→ **The task**: Extract the complete listing and output it unchanged.

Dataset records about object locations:
>> Start

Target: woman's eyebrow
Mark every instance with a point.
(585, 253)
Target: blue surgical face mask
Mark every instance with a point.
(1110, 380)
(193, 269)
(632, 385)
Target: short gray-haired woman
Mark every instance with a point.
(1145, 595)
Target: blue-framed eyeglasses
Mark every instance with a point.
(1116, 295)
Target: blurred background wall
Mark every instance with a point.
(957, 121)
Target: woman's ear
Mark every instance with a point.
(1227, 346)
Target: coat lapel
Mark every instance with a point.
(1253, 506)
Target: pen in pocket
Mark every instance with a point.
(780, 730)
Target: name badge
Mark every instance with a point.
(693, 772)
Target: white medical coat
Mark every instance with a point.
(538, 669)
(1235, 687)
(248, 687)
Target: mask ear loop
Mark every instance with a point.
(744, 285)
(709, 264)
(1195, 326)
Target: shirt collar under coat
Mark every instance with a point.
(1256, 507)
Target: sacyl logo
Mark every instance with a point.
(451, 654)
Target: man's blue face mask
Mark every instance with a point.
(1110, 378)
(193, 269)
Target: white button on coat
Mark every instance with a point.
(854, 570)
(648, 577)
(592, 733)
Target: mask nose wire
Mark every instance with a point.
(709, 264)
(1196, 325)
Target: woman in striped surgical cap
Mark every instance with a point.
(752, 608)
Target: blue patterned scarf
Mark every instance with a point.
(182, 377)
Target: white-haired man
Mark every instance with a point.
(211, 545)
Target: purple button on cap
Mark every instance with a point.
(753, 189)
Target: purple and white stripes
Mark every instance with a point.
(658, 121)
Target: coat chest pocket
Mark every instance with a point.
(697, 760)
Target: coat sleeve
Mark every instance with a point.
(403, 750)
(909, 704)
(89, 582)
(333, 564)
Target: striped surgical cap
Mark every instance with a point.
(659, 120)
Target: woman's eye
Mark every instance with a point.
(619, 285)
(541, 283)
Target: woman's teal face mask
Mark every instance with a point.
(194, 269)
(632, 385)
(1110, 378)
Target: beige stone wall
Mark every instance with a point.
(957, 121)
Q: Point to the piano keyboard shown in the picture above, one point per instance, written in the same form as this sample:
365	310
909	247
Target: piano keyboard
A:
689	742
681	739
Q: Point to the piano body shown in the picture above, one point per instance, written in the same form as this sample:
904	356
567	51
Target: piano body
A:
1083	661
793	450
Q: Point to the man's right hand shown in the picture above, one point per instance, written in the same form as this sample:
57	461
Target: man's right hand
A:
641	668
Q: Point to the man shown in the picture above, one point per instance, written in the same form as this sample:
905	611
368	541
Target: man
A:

>> End

→ **Final answer**:
Target: woman's eyebrow
Mark every instance with a point.
(585, 253)
Target: blue surgical face mask
Mark every instance with a point.
(1110, 380)
(193, 269)
(632, 385)
Target: short gray-haired woman
Mark every instance with a point.
(1145, 595)
Target: blue-framed eyeglasses
Mark every instance with a point.
(1116, 295)
Target: blurred background wall
Mark every instance with a point.
(957, 121)
Target: woman's ear
Mark every instance with a point.
(1227, 346)
Target: coat lapel
Mark every instance with a point.
(1253, 506)
Target: pen in pocket
Mark every instance with a point.
(780, 730)
Target: name badge
Mark every instance with a point.
(693, 772)
Target: white medical coat
Mark every instance with a point.
(538, 669)
(1235, 687)
(248, 687)
Target: mask ear loop
Mark every instance with a point.
(744, 285)
(709, 264)
(1195, 326)
Target: shirt collar under coat
Mark every instance with a point.
(1256, 507)
Target: sacyl logo
Mark every instance with a point.
(451, 654)
Target: man's blue face mask
Mark every instance with a point.
(1110, 378)
(193, 269)
Target: white button on coat
Mark every instance with a point.
(854, 570)
(648, 577)
(592, 733)
Target: mask nose wire
Mark every instance with a point.
(709, 264)
(1196, 325)
Target: woman in striped surgical cap
Mark every instance with a point.
(752, 608)
Target: blue patterned scarf
Mark every instance with a point.
(182, 377)
Target: white-haired man
Mark every instance with a point.
(211, 545)
Target: purple button on cap
Mark every instance with a point.
(753, 189)
Target: purple and white stripes
Mark every instance with a point.
(658, 121)
Target: coat chest pocket
Mark every instance with a point.
(697, 760)
Target: coat sleeve
Mark every instance with a point.
(403, 750)
(909, 704)
(89, 582)
(333, 564)
Target: striped surgical cap
Mark every instance with a point.
(659, 120)
Target: woman's eye
Mark every instance with a point.
(619, 285)
(541, 283)
Target: woman's teal face mask
Mark every instance with a point.
(194, 269)
(632, 385)
(1110, 378)
Target: beige stone wall
Mark every instance with a point.
(957, 121)
Q: Point to the piano keyboard shown in the picture above, one point per instance, written in the same form as this sample:
365	310
909	247
Target: piano keyboard
A:
689	742
681	739
Q: Point to the piano body shown in the picture above, one point per instance, written in the same form as this sample:
904	356
567	51
Target: piano body
A:
1083	661
793	450
Q: Point to the man's right hand shown in the picture above, one point per instance, written in the same form as this sample:
57	461
Target: man's right hand
A:
641	668
Q: Point to the man shown in the picture above, one point per instance, written in the same form as this sample:
905	611
368	541
Target: man
A:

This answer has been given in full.